Task input:
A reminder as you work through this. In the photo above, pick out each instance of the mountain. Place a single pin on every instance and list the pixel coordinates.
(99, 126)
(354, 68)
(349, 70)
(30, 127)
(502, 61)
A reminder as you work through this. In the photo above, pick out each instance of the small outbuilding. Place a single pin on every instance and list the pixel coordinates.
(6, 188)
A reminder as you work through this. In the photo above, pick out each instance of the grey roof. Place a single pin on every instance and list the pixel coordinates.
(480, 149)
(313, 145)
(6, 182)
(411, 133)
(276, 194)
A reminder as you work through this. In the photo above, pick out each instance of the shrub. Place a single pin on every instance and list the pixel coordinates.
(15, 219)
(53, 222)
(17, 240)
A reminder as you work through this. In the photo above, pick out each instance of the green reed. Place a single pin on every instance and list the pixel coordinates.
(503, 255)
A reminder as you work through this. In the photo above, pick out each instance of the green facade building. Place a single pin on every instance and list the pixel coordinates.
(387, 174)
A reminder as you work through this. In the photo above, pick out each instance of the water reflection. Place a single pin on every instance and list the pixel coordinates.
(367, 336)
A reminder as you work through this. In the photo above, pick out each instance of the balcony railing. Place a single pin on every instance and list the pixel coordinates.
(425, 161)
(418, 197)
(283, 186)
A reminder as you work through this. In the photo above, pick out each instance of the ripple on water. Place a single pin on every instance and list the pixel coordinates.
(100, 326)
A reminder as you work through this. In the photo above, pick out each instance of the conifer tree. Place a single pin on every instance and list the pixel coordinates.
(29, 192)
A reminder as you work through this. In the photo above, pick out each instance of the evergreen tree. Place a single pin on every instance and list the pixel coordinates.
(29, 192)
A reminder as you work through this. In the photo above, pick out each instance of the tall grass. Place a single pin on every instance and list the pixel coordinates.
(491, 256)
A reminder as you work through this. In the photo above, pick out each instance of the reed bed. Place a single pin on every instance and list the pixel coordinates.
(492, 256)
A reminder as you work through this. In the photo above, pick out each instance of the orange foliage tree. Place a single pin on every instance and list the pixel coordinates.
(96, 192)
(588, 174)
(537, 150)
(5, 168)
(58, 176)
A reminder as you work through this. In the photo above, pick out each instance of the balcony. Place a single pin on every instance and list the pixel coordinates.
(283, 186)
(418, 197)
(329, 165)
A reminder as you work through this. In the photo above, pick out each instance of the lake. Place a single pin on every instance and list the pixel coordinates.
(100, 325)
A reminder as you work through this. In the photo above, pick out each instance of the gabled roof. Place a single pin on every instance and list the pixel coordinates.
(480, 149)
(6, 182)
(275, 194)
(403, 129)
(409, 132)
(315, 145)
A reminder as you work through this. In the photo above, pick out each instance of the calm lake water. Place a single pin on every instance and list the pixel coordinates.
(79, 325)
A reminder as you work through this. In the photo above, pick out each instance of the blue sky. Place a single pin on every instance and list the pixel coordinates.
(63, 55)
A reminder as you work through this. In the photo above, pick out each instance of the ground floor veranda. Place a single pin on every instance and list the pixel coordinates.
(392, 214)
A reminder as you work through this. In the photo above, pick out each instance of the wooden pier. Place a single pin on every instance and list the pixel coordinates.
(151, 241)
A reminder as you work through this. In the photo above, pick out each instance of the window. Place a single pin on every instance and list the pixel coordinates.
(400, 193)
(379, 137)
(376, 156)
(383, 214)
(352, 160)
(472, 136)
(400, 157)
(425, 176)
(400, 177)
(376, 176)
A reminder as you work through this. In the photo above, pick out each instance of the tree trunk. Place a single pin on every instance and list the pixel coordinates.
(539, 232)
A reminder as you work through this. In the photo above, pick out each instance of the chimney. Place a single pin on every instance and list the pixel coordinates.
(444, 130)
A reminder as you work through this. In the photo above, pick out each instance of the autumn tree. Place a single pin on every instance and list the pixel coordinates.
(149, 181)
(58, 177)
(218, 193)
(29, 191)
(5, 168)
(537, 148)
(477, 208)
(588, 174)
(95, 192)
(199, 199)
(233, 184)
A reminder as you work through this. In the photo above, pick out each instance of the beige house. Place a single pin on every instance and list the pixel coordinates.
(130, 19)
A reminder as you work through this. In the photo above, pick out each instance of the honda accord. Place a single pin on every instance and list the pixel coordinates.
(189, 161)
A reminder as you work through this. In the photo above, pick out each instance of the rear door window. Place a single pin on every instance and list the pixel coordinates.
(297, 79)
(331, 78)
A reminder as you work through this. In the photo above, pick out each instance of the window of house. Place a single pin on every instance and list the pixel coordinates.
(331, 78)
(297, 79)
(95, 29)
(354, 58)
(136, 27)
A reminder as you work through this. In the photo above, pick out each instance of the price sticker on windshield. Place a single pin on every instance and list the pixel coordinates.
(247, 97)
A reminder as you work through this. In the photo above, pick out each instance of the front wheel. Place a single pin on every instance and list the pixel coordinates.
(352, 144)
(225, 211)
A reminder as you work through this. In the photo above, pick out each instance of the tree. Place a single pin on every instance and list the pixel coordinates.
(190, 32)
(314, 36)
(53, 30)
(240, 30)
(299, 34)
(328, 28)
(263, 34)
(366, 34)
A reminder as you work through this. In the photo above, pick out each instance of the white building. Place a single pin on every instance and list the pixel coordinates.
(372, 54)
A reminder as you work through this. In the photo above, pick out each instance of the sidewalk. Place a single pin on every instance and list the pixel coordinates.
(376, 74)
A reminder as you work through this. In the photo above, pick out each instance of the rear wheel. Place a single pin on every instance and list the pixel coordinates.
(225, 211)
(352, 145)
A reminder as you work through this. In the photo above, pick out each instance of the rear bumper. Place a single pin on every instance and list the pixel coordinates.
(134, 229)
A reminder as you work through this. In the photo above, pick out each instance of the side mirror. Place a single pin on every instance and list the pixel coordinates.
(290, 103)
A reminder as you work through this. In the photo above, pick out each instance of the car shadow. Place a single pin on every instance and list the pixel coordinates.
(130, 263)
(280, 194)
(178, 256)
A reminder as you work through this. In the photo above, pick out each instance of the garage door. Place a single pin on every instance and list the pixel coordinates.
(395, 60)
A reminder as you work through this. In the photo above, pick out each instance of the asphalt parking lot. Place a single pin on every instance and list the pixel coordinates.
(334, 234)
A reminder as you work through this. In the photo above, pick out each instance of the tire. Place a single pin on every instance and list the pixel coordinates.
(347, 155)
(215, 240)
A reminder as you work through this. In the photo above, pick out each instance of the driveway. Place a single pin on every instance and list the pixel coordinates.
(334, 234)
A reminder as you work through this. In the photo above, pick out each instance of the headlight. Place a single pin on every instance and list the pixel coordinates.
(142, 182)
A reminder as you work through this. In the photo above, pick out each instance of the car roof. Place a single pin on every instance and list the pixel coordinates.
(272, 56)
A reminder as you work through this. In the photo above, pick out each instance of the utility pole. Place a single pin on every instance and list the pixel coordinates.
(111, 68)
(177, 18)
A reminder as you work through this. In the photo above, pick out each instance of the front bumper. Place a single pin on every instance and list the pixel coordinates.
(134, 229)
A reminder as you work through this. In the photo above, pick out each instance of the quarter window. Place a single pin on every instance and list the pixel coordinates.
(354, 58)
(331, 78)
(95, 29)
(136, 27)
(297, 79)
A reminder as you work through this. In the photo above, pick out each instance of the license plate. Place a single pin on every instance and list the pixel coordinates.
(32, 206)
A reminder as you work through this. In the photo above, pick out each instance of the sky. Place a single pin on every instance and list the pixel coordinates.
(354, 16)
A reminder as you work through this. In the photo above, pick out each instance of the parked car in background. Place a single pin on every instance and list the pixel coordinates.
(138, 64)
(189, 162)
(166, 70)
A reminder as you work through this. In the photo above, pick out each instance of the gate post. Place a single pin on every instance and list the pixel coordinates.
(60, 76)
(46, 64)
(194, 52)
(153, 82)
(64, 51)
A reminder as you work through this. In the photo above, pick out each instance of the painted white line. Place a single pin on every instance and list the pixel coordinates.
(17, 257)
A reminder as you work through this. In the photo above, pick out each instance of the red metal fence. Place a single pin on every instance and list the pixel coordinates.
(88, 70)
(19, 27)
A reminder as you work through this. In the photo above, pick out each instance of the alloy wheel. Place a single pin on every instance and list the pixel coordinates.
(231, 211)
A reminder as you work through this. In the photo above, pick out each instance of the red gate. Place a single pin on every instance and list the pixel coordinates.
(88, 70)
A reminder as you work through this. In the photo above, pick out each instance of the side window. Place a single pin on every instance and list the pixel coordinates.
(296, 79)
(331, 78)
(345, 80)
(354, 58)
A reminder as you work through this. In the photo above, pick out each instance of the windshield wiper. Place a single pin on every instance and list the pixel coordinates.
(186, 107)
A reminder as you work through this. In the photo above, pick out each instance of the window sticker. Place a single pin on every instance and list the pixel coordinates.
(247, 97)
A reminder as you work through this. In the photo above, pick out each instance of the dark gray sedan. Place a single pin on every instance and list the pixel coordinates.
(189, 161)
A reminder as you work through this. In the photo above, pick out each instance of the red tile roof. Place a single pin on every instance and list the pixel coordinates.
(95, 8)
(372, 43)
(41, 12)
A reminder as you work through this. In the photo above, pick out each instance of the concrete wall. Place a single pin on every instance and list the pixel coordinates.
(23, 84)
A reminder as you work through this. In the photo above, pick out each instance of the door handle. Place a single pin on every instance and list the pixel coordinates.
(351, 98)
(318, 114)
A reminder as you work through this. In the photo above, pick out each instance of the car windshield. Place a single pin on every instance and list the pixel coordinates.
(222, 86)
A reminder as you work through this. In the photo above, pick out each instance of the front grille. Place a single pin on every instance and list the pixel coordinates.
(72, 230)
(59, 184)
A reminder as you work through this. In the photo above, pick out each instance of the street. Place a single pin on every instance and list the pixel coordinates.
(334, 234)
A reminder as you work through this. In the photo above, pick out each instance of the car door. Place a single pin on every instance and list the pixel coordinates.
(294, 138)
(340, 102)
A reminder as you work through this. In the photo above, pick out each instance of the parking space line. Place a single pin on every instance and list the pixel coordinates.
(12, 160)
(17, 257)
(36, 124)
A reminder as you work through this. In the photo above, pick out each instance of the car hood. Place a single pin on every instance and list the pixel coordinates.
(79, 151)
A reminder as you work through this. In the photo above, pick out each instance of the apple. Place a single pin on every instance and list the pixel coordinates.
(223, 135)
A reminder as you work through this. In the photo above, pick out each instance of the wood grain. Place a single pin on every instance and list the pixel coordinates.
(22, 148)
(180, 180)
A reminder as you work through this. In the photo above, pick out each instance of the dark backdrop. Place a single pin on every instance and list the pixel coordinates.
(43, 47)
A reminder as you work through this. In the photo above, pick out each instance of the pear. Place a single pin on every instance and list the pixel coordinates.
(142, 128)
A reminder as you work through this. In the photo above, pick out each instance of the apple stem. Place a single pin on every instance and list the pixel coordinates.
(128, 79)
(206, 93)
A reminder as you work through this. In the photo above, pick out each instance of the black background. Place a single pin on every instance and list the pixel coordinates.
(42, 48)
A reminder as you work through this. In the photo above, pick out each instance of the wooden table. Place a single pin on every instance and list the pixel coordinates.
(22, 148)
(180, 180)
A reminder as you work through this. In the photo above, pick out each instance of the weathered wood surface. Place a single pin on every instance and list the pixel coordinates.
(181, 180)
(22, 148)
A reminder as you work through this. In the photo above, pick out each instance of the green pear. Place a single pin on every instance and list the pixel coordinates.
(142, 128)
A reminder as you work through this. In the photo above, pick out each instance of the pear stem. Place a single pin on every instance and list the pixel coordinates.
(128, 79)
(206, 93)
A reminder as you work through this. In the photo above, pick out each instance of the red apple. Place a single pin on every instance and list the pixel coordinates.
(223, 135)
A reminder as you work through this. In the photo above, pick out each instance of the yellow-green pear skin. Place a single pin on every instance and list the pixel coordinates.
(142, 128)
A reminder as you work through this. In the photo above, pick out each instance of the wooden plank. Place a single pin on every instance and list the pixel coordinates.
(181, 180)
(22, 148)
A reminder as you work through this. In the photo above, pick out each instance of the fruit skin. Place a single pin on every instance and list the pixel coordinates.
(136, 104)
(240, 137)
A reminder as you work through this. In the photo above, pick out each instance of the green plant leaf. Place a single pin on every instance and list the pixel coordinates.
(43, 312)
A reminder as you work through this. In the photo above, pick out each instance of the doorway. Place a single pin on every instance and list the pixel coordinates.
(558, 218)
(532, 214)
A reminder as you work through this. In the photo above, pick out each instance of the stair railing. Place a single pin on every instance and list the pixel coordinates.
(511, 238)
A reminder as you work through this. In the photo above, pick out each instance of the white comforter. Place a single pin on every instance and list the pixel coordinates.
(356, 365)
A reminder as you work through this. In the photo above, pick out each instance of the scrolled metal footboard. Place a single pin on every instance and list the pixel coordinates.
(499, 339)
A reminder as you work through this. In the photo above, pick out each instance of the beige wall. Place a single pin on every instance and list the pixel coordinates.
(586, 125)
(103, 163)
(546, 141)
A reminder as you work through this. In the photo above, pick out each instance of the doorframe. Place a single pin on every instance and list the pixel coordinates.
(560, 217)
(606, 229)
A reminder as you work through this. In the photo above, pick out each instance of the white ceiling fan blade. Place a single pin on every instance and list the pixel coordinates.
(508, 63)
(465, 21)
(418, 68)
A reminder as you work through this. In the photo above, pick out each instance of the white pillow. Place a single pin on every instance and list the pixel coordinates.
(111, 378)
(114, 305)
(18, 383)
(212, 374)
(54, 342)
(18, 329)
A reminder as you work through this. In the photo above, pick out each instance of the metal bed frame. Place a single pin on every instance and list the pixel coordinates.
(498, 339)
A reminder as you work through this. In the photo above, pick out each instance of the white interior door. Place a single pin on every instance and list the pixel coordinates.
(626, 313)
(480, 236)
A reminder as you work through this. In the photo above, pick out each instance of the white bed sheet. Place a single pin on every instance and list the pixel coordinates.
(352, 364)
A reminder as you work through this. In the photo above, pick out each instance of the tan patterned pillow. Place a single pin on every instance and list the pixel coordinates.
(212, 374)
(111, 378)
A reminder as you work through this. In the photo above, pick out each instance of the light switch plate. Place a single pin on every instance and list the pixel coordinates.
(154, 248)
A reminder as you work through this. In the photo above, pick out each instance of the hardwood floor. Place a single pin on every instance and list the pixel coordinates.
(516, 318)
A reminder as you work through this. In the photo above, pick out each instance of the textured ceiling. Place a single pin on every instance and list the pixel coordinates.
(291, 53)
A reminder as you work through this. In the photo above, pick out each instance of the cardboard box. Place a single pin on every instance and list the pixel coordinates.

Request:
Write the lines out verbatim, from the one with "the white pillow." through the last line of the entries, and stop there.

Written solution:
A reminder as you work through this. In the photo above, pick out each instance of the white pillow. Place a single pin on every instance and list the pixel coordinates.
(111, 378)
(114, 305)
(18, 383)
(212, 374)
(54, 342)
(18, 329)
A reminder as you work through this. In the photo above, pick out each instance of the metal bed frame. Place a single pin on every instance and list the pixel coordinates.
(498, 339)
A reminder as you work through this. In the photo above, pick out each instance of the white interior door. Place a single pin on every instance and list the pixel coordinates.
(626, 313)
(480, 236)
A reminder as you work through this. In the photo above, pick out each instance of the white bed sheet. Place a single pin on every instance and list the pixel coordinates.
(352, 364)
A reminder as you work through this. In the photo above, pick out each instance of the tan patterned pillow. Place a single pin on every instance and list the pixel coordinates.
(212, 374)
(111, 378)
A reminder as you work through this. In the photo above, pick out each instance of the light switch plate. Place a single pin on every instance and list the pixel coordinates.
(154, 248)
A reminder as you work through this. In the photo above, pick out each instance of the hardwood floor. Place a single pin on every instance and list the pixel coordinates.
(516, 318)
A reminder as you work through this. In the photo above, pick out each instance of the textured ceiling. Place a single pin on every instance and list the pixel coordinates.
(291, 53)
A reminder as you work through this. In the photo above, pick out each instance of the cardboard box. Place a single pin on every instance and list the pixel coordinates.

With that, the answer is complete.